[EXCERPT start]

You are viewing a plain text version of this content. The canonical link for it is here.
Posted to user@spark.apache.org by Chen Jin <ka...@gmail.com> on 2014/01/26 01:28:02 UTC

how to set SPARK_WORKER_INSTANCES and SPARK_WORKER_CORES otpimally

Hi all,

>From spark document, we can set the number of workers by
SPARK_WORKER_INSTANCES and the max number of cores that worker can
take by using SPARK_WORKER_CORES, if I have 5 8-core machine, which
one would perform better between
(a)
   SPARK_WORKER_INSTANCES = 8
   SPARK_WORKER_CORES = 1

and
(b)
   SPARK_WORKER_INSTANCES = 1
   SPARK_WORKER_CORES = 8

(a) gives us 40 workers with each core per worker (b) gives 8 workers
while each worker has eight cores. Any advice on which better would
lead to better performance?

Thanks a lot,

-chen

Re: how to set SPARK_WORKER_INSTANCES and SPARK_WORKER_CORES otpimally

Posted by Chen Jin <ka...@gmail.com>.
Hi Ankit,

Thanks for detailed explanation. Since my cluster has 5 machines each
of which has 8 cores and 48g memory, I was meant to say for the entire
cluster:

(a) gives us 40 workers with each core per worker (b) gives 5 workers
while each worker has eight cores.

[EXCERPT end]
[LISTED ENTRIES start]

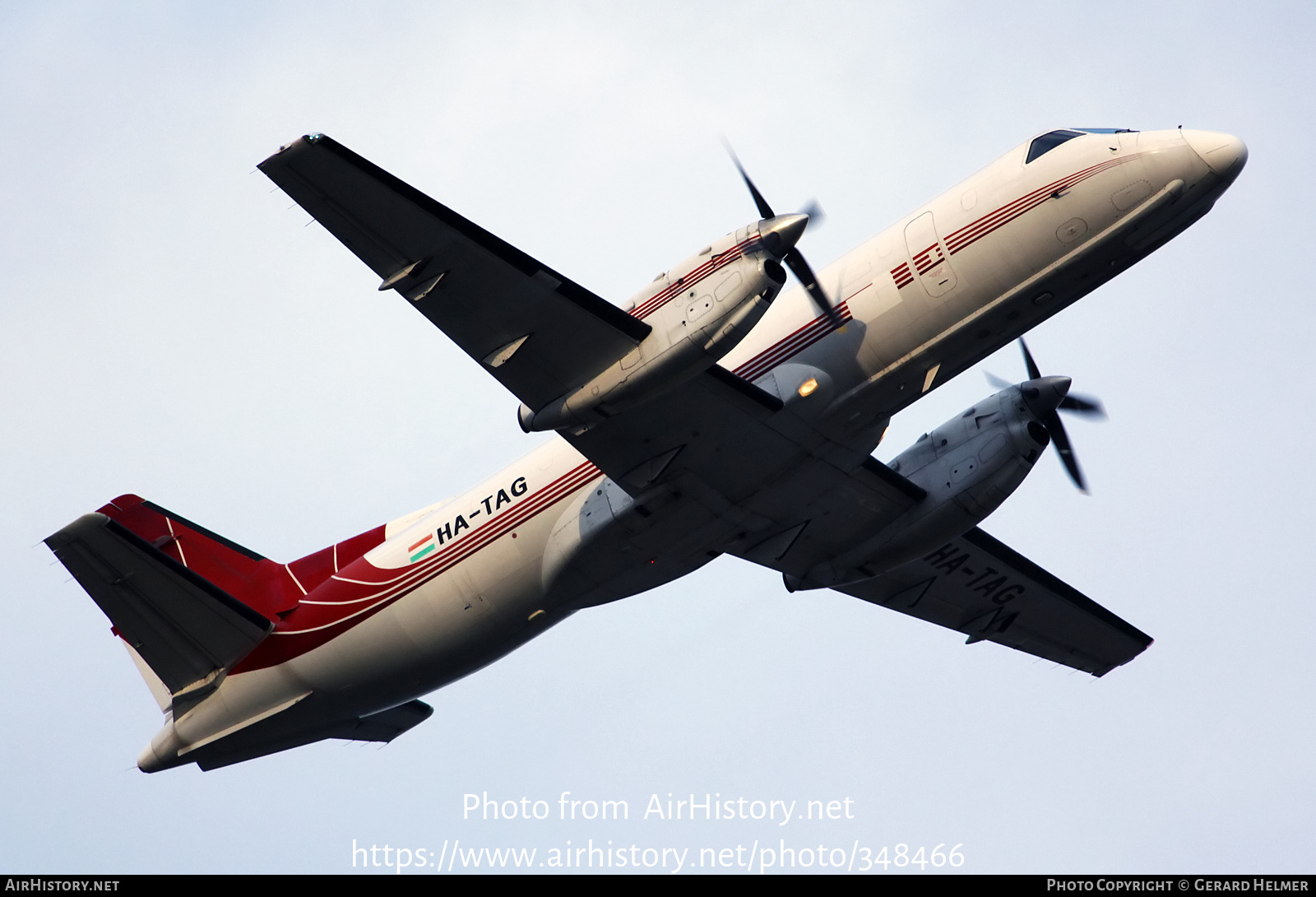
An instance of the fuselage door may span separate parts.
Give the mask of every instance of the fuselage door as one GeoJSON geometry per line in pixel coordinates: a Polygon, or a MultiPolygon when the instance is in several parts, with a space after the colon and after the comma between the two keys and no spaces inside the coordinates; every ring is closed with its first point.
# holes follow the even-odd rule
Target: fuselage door
{"type": "Polygon", "coordinates": [[[909,258],[913,259],[913,270],[929,296],[936,299],[955,288],[950,253],[937,236],[932,212],[924,212],[905,227],[905,245],[909,248],[909,258]]]}

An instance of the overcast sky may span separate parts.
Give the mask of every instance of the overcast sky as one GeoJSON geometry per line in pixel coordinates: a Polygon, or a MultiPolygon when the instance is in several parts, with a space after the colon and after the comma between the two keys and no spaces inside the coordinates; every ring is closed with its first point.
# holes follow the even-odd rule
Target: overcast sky
{"type": "MultiPolygon", "coordinates": [[[[1313,38],[1304,3],[0,5],[0,869],[592,839],[688,871],[784,839],[1312,872],[1313,38]],[[1154,636],[1132,664],[965,647],[722,557],[429,695],[384,748],[136,769],[161,715],[45,536],[132,491],[291,560],[550,439],[271,192],[280,144],[332,134],[620,302],[755,217],[720,133],[774,205],[821,202],[822,265],[1040,130],[1180,124],[1242,137],[1238,182],[1029,336],[1111,412],[1070,425],[1092,494],[1048,456],[983,524],[1154,636]],[[486,792],[550,818],[463,821],[486,792]],[[562,792],[630,819],[561,821],[562,792]],[[642,818],[669,793],[854,818],[642,818]]],[[[982,367],[1024,375],[1001,350],[878,456],[992,391],[982,367]]]]}

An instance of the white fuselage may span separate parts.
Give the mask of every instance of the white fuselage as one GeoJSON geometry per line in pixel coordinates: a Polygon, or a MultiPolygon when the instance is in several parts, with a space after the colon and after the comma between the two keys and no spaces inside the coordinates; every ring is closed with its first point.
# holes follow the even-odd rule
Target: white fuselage
{"type": "MultiPolygon", "coordinates": [[[[833,329],[794,287],[721,364],[796,399],[787,403],[795,414],[842,429],[861,420],[846,436],[871,452],[890,414],[1208,211],[1245,158],[1230,140],[1182,130],[1094,133],[1030,163],[1024,144],[817,273],[845,327],[833,329]],[[1098,250],[1100,269],[1091,263],[1098,250]],[[1066,291],[1030,290],[1042,277],[1055,282],[1066,266],[1075,269],[1066,291]],[[990,332],[976,332],[988,317],[990,332]],[[961,346],[955,354],[937,357],[934,348],[957,333],[965,339],[953,342],[961,346]],[[817,386],[800,399],[811,378],[817,386]]],[[[572,566],[583,545],[619,526],[629,502],[555,439],[470,491],[393,520],[382,545],[312,590],[268,640],[293,645],[315,639],[317,627],[341,630],[359,615],[358,624],[309,649],[290,649],[282,663],[228,676],[213,695],[167,722],[143,759],[168,761],[182,751],[186,761],[190,746],[311,694],[320,713],[340,719],[399,705],[582,606],[659,585],[672,573],[646,576],[645,565],[661,545],[628,545],[634,556],[619,582],[597,582],[572,566]]],[[[707,549],[713,556],[722,545],[707,549]]]]}

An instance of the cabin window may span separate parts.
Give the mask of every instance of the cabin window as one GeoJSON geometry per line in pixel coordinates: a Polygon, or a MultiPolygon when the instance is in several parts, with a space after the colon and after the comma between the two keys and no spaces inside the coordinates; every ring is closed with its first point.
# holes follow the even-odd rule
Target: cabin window
{"type": "Polygon", "coordinates": [[[1082,136],[1083,134],[1080,134],[1076,130],[1053,130],[1049,134],[1042,134],[1041,137],[1038,137],[1037,140],[1034,140],[1032,144],[1028,145],[1028,158],[1024,159],[1024,165],[1028,165],[1038,155],[1045,155],[1046,153],[1050,153],[1053,149],[1055,149],[1065,141],[1074,140],[1075,137],[1082,137],[1082,136]]]}

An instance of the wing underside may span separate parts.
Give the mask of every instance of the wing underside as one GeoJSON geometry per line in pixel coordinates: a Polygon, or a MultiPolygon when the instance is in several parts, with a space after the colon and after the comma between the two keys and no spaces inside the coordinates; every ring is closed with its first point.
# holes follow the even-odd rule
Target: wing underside
{"type": "Polygon", "coordinates": [[[979,528],[851,586],[855,598],[1104,676],[1152,638],[979,528]]]}
{"type": "Polygon", "coordinates": [[[380,278],[532,408],[650,328],[322,134],[261,163],[380,278]]]}

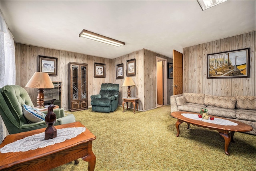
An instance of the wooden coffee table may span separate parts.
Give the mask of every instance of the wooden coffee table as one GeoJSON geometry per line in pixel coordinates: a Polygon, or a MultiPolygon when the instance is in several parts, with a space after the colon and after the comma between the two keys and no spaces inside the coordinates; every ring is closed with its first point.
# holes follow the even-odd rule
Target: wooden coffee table
{"type": "MultiPolygon", "coordinates": [[[[79,127],[84,126],[79,122],[55,126],[56,129],[79,127]]],[[[25,137],[44,132],[45,129],[8,135],[0,144],[0,148],[25,137]]],[[[81,157],[89,162],[88,170],[94,171],[96,157],[92,152],[92,141],[96,139],[86,128],[75,138],[44,148],[25,152],[0,152],[0,170],[47,171],[81,157]]]]}
{"type": "Polygon", "coordinates": [[[216,130],[218,131],[220,135],[224,138],[224,140],[225,140],[225,153],[228,155],[230,155],[228,150],[230,141],[232,142],[234,142],[233,139],[233,137],[235,132],[245,132],[252,130],[252,128],[250,125],[234,120],[213,116],[215,118],[220,118],[225,119],[238,124],[238,125],[236,126],[218,125],[203,122],[200,120],[190,119],[182,115],[182,113],[193,114],[197,115],[200,114],[199,113],[185,111],[177,111],[172,112],[171,113],[171,115],[178,119],[176,124],[176,128],[177,128],[177,131],[178,132],[178,134],[176,135],[176,136],[178,137],[180,135],[179,126],[182,122],[186,122],[188,124],[188,129],[189,129],[189,124],[192,124],[193,125],[195,125],[199,127],[208,128],[210,130],[216,130]]]}

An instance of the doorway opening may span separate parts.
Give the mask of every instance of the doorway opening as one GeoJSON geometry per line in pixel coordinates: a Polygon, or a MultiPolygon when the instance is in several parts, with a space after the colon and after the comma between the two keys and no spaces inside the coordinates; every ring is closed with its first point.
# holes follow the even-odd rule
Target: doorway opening
{"type": "Polygon", "coordinates": [[[156,60],[156,106],[158,107],[167,103],[167,60],[157,56],[156,60]]]}

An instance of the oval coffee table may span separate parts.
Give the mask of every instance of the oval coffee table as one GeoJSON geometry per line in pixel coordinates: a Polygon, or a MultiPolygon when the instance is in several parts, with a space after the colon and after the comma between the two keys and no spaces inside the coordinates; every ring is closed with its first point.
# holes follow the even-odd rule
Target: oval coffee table
{"type": "Polygon", "coordinates": [[[191,114],[198,115],[199,113],[188,112],[186,111],[177,111],[171,113],[171,115],[174,117],[177,118],[178,120],[176,122],[176,128],[178,133],[176,136],[178,137],[180,135],[180,125],[182,122],[186,122],[188,124],[188,129],[189,129],[189,124],[192,124],[193,125],[202,127],[204,128],[208,128],[210,130],[216,130],[219,132],[219,134],[222,136],[225,140],[225,153],[230,155],[228,152],[228,146],[230,141],[234,142],[233,140],[234,135],[235,132],[246,132],[252,130],[252,128],[249,125],[244,123],[237,121],[236,120],[228,119],[224,118],[213,116],[214,118],[219,118],[225,120],[227,120],[233,122],[238,124],[236,126],[230,125],[222,125],[217,124],[208,123],[201,120],[197,120],[194,119],[190,119],[182,115],[182,114],[191,114]],[[229,132],[230,131],[230,132],[229,132]]]}

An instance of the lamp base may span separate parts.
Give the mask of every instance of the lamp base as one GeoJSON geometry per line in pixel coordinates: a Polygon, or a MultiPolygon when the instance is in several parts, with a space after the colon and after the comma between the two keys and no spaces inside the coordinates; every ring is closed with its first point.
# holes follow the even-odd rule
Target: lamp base
{"type": "Polygon", "coordinates": [[[37,97],[36,98],[36,103],[38,106],[36,107],[37,109],[45,108],[44,106],[44,88],[38,88],[37,89],[37,97]]]}
{"type": "Polygon", "coordinates": [[[127,98],[130,98],[131,97],[131,86],[128,86],[128,90],[127,90],[127,98]]]}

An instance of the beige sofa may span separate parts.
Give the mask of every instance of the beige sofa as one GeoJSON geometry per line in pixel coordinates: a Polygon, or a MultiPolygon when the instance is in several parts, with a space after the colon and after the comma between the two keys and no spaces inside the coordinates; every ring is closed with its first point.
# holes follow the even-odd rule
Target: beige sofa
{"type": "Polygon", "coordinates": [[[185,92],[171,96],[171,112],[199,113],[201,108],[207,109],[209,115],[250,125],[253,130],[246,132],[256,135],[256,96],[234,97],[185,92]]]}

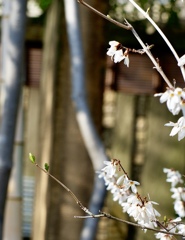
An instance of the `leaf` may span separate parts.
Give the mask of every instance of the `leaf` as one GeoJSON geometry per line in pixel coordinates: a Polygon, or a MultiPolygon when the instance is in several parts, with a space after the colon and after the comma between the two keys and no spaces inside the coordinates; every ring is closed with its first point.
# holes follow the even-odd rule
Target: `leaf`
{"type": "Polygon", "coordinates": [[[45,168],[45,170],[48,172],[48,170],[49,170],[49,165],[48,165],[47,163],[45,163],[45,164],[44,164],[44,168],[45,168]]]}
{"type": "Polygon", "coordinates": [[[29,153],[29,159],[32,163],[35,163],[35,156],[32,153],[29,153]]]}

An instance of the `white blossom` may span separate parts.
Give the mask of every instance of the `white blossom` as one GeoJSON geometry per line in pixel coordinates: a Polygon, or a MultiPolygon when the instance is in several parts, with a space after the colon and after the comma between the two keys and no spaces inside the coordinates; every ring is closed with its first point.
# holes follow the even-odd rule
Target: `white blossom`
{"type": "Polygon", "coordinates": [[[181,58],[179,58],[178,66],[182,67],[185,64],[185,55],[183,55],[181,58]]]}
{"type": "Polygon", "coordinates": [[[179,215],[179,217],[185,217],[184,202],[181,200],[176,200],[174,202],[174,210],[179,215]]]}
{"type": "Polygon", "coordinates": [[[183,183],[182,175],[173,169],[164,168],[163,172],[167,174],[167,182],[171,182],[172,188],[175,187],[178,183],[183,183]]]}
{"type": "Polygon", "coordinates": [[[185,117],[182,116],[176,123],[169,122],[166,123],[165,126],[173,127],[170,136],[174,136],[178,134],[178,141],[182,140],[185,137],[185,117]]]}
{"type": "Polygon", "coordinates": [[[185,224],[178,224],[177,229],[179,234],[185,236],[185,224]]]}
{"type": "Polygon", "coordinates": [[[115,63],[118,63],[124,60],[124,64],[127,67],[129,67],[128,51],[123,50],[121,43],[117,41],[110,41],[109,45],[110,45],[110,48],[107,51],[107,55],[110,56],[115,63]]]}
{"type": "Polygon", "coordinates": [[[168,110],[173,114],[179,114],[182,109],[182,102],[185,99],[185,92],[182,88],[168,88],[164,93],[157,93],[155,97],[160,97],[160,103],[166,102],[168,110]]]}

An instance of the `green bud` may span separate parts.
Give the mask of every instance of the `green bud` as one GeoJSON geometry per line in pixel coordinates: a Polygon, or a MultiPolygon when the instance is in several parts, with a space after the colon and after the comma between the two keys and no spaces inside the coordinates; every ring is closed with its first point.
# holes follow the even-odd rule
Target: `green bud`
{"type": "Polygon", "coordinates": [[[48,170],[49,170],[49,165],[48,165],[47,163],[45,163],[45,164],[44,164],[44,168],[45,168],[45,170],[48,172],[48,170]]]}
{"type": "Polygon", "coordinates": [[[35,156],[31,153],[29,153],[29,159],[32,163],[35,163],[35,156]]]}

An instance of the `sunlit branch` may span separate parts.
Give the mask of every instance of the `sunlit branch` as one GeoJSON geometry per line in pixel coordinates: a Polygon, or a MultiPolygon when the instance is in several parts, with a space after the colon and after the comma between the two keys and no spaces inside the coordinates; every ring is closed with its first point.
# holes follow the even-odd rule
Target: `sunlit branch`
{"type": "Polygon", "coordinates": [[[146,46],[144,44],[144,42],[141,40],[141,38],[139,37],[138,33],[136,32],[136,30],[132,27],[132,25],[125,19],[126,23],[128,26],[130,26],[130,30],[132,31],[133,35],[135,36],[135,38],[138,40],[138,42],[141,44],[141,46],[143,47],[145,53],[148,55],[148,57],[150,58],[150,60],[152,61],[152,63],[154,64],[154,68],[159,72],[159,74],[162,76],[162,78],[164,79],[164,81],[166,82],[166,84],[170,87],[173,88],[173,85],[170,83],[169,79],[167,78],[167,76],[165,75],[165,73],[163,72],[161,66],[159,65],[159,63],[156,61],[156,59],[154,58],[154,56],[152,55],[150,49],[148,48],[148,46],[146,46]]]}
{"type": "MultiPolygon", "coordinates": [[[[143,14],[143,16],[148,19],[148,21],[154,26],[154,28],[158,31],[158,33],[161,35],[161,37],[163,38],[163,40],[166,42],[166,44],[168,45],[168,47],[170,48],[170,50],[172,51],[174,57],[176,58],[177,62],[179,61],[179,56],[176,53],[174,47],[172,46],[172,44],[170,43],[170,41],[168,40],[168,38],[164,35],[164,33],[162,32],[162,30],[158,27],[158,25],[153,21],[153,19],[148,15],[148,12],[145,12],[134,0],[129,0],[129,2],[140,12],[143,14]]],[[[182,72],[182,76],[185,80],[185,69],[184,66],[180,66],[181,72],[182,72]]]]}
{"type": "MultiPolygon", "coordinates": [[[[90,10],[92,10],[93,12],[95,12],[96,14],[98,14],[99,16],[105,18],[106,20],[114,23],[115,25],[127,29],[127,30],[131,30],[133,35],[135,36],[135,38],[138,40],[138,42],[141,44],[141,46],[143,47],[145,53],[148,55],[148,57],[150,58],[150,60],[152,61],[152,63],[154,64],[154,68],[159,72],[159,74],[162,76],[162,78],[164,79],[164,81],[166,82],[166,84],[168,85],[168,87],[173,88],[173,85],[170,83],[169,79],[167,78],[167,76],[165,75],[165,73],[163,72],[162,68],[159,66],[159,63],[156,61],[156,59],[153,57],[152,53],[150,52],[150,49],[148,48],[148,46],[146,46],[143,41],[141,40],[141,38],[139,37],[138,33],[136,32],[136,30],[133,28],[133,26],[128,23],[127,20],[125,20],[126,25],[125,24],[121,24],[115,20],[113,20],[110,17],[107,17],[106,15],[104,15],[103,13],[99,12],[98,10],[96,10],[95,8],[91,7],[89,4],[87,4],[84,0],[77,0],[79,3],[81,3],[82,5],[86,6],[87,8],[89,8],[90,10]]],[[[175,50],[174,50],[175,51],[175,50]]],[[[176,54],[177,56],[177,54],[176,54]]],[[[178,57],[178,56],[177,56],[178,57]]],[[[179,57],[178,57],[179,59],[179,57]]]]}
{"type": "Polygon", "coordinates": [[[83,0],[77,0],[79,3],[81,3],[82,5],[86,6],[87,8],[89,8],[91,11],[93,11],[94,13],[96,13],[97,15],[101,16],[102,18],[105,18],[106,20],[108,20],[111,23],[114,23],[115,25],[124,28],[126,30],[130,30],[130,27],[122,24],[114,19],[112,19],[110,16],[106,16],[103,13],[99,12],[98,10],[96,10],[95,8],[93,8],[92,6],[90,6],[89,4],[87,4],[86,2],[84,2],[83,0]]]}
{"type": "MultiPolygon", "coordinates": [[[[109,218],[109,219],[112,219],[112,220],[115,220],[115,221],[118,221],[118,222],[121,222],[121,223],[129,224],[129,225],[141,228],[142,230],[150,230],[150,231],[160,232],[160,233],[169,234],[169,235],[173,235],[173,236],[180,236],[180,237],[183,236],[182,234],[179,234],[179,233],[171,233],[170,232],[171,229],[165,228],[163,223],[161,223],[161,222],[159,222],[157,220],[156,220],[156,223],[157,223],[158,226],[160,226],[160,229],[142,226],[142,225],[137,224],[137,223],[133,223],[133,222],[121,219],[121,218],[117,218],[115,216],[112,216],[109,213],[102,212],[102,211],[100,211],[100,214],[93,214],[91,211],[89,211],[81,203],[81,201],[77,198],[77,196],[65,184],[63,184],[61,181],[59,181],[57,178],[55,178],[52,174],[50,174],[48,172],[49,166],[47,164],[45,164],[45,169],[44,169],[38,163],[36,163],[35,157],[33,155],[30,155],[30,160],[31,160],[31,162],[33,164],[35,164],[35,166],[37,168],[39,168],[41,171],[43,171],[45,174],[47,174],[49,177],[51,177],[54,181],[56,181],[61,187],[63,187],[71,195],[71,197],[75,200],[76,204],[78,204],[78,206],[87,214],[86,216],[74,216],[75,218],[83,218],[84,219],[84,218],[102,218],[102,217],[105,217],[105,218],[109,218]],[[162,230],[161,228],[163,228],[164,230],[162,230]]],[[[117,159],[114,159],[114,160],[117,161],[118,165],[121,167],[121,169],[123,169],[121,164],[120,164],[120,162],[119,162],[119,160],[117,160],[117,159]]],[[[174,222],[174,225],[175,224],[178,225],[178,224],[184,224],[184,223],[182,223],[182,222],[175,223],[174,222]]]]}
{"type": "MultiPolygon", "coordinates": [[[[141,228],[142,230],[149,230],[149,231],[153,231],[153,232],[160,232],[160,233],[164,233],[164,234],[169,234],[169,235],[173,235],[173,236],[176,236],[176,237],[182,237],[182,234],[179,234],[179,233],[171,233],[170,230],[166,229],[166,230],[161,230],[161,229],[155,229],[155,228],[150,228],[150,227],[145,227],[145,226],[142,226],[140,224],[137,224],[137,223],[133,223],[133,222],[130,222],[130,221],[127,221],[127,220],[124,220],[124,219],[121,219],[121,218],[117,218],[115,216],[112,216],[111,214],[109,213],[106,213],[106,212],[101,212],[100,211],[100,214],[96,214],[96,215],[93,215],[93,216],[74,216],[75,218],[101,218],[101,217],[105,217],[105,218],[109,218],[109,219],[112,219],[112,220],[115,220],[115,221],[118,221],[118,222],[121,222],[121,223],[125,223],[125,224],[129,224],[129,225],[132,225],[134,227],[138,227],[138,228],[141,228]]],[[[183,223],[181,223],[183,224],[183,223]]],[[[178,225],[178,223],[177,223],[178,225]]],[[[164,226],[161,224],[161,227],[164,228],[164,226]]],[[[165,228],[164,228],[165,229],[165,228]]]]}

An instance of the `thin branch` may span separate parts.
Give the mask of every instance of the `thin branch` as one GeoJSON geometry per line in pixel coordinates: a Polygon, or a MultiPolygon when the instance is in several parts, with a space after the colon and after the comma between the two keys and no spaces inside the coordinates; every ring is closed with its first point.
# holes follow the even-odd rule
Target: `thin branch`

[LISTED ENTRIES end]

▶ [PROBLEMS AND TASKS]:
A. In the forum thread, how much memory does each machine in the cluster have?
B. Swap "performance" for "throughput" in the forum thread, covering everything from "SPARK_WORKER_INSTANCES = 8" down to "to better performance?".

▶ [FULL ANSWERS]:
A. Each machine has 48g of memory.

B.
SPARK_WORKER_INSTANCES = 8
   SPARK_WORKER_CORES = 1

and
(b)
   SPARK_WORKER_INSTANCES = 1
   SPARK_WORKER_CORES = 8

(a) gives us 40 workers with each core per worker (b) gives 8 workers
while each worker has eight cores. Any advice on which better would
lead to better throughput?